▶ Input rows
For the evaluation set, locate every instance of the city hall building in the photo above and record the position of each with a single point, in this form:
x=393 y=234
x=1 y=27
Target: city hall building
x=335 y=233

▶ Request
Rewrite the listing above, swapping "city hall building" for "courthouse" wherever it occurs and leaving every other line unchanged.

▶ Full response
For the evaluation set, locate every instance of the courthouse in the photo above and record the position of each with a single point, in this form:
x=393 y=234
x=1 y=27
Target: courthouse
x=335 y=233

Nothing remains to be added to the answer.